--- Begin Page text ---

The problems inherent in pipelining and superscalar processors are particularly apparent when the processor is executing a loop containing control flow statements. For example, consider the following loop:
______________________________________ DO 10 I = 1,N statement 1; IF (cond) GO TO 10 statement 2; access A(I) statement 3; access B(I) statement 4; access C(I) 10 CONTINUE ______________________________________
The conditional branch inside the loop (the IF statement) may be highly mispredicted depending on the design of the hardware branch prediction scheme.
In addition, dynamic scheduling is ineffective when all the instructions in the reorder queue are data dependent. For example, if the above loop has high intra-iteration data dependencies, then one iteration of the loop may have more instructions than can fit in the reorder queue. In such a case, there is little parallelism for the dynamic scheduling hardware to exploit.
Moreover, functional units, such as floating point division and square root (Fdiv/Sqrt) units, are usually not pipelined. Instead, such units are connected in parity with the reorder queue. For example, a Fdiv instruction in the even parity of the reorder queue cannot be launched to a Fdiv/Sqrt functional unit attached to odd parity. For loops with instruction calls to functional units embedded in control statements, it is very hard to schedule the calls to the correct parity.

--- End Page text ---
--- Begin Data extract ---

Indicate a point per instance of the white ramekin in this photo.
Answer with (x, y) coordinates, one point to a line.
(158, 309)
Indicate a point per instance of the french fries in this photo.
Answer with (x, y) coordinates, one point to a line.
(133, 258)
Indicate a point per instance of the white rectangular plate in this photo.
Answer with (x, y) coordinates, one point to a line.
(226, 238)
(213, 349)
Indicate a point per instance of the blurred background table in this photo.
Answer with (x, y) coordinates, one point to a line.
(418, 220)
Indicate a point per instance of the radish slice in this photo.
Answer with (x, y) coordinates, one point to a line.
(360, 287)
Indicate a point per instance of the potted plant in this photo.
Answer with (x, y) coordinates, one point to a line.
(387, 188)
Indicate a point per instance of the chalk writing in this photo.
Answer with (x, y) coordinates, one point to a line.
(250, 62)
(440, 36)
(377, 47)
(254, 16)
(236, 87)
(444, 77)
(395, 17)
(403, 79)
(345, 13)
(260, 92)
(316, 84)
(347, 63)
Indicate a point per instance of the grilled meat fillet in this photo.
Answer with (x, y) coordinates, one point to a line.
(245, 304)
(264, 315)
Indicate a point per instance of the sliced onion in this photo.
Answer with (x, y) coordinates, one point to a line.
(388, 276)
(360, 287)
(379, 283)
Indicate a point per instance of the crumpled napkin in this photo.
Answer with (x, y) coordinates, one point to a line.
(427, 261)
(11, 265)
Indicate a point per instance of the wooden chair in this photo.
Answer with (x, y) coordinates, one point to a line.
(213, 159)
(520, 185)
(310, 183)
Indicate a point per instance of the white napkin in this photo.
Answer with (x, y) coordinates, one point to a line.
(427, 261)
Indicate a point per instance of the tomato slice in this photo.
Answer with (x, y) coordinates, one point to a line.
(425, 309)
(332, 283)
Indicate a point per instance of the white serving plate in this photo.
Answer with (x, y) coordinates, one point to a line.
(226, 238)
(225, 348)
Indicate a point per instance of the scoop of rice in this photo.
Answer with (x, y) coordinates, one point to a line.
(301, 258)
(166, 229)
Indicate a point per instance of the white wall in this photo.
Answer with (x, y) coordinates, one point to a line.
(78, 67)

--- End Data extract ---

#### Instruction A
Answer these from the passage on pipelining and superscalar processors:
(i) Which statement inside the loop is the conditional branch that may be highly mispredicted?
(ii) Under what condition is dynamic scheduling ineffective?
(iii) Which functional units are named as usually not pipelined?
#### Instruction B
Resume the passage on pipelining and superscalar processors, starting after its final sentence.

#### Expected answer A
(i) The IF statement.
(ii) When all the instructions in the reorder queue are data dependent.
(iii) Floating point division and square root (Fdiv/Sqrt) units.

#### Expected answer B
In addition, loop unrolling is a common technique used during compilation to exploit instruction level parallelism (ILP). When loop unrolling, the compiler replicates the body of a loop and thereby reduces the iterations necessary to execute the loop. Loop unrolling makes more instructions available for inter-iteration ILP. Loop unrolling, however, is not as effective for exploiting ILP in loops containing control flow statements.
Accordingly, there is a need in the art for a way to minimize the high penalties associated with branch mispredictions.
There is another need in the art for a way to enable more effective dynamic scheduling of loops.
There is yet another need in the art for a way to enable more efficient non-pipelined functional unit scheduling.
There is yet another need in the art for a way to exploit ILP in loops having control flow statements.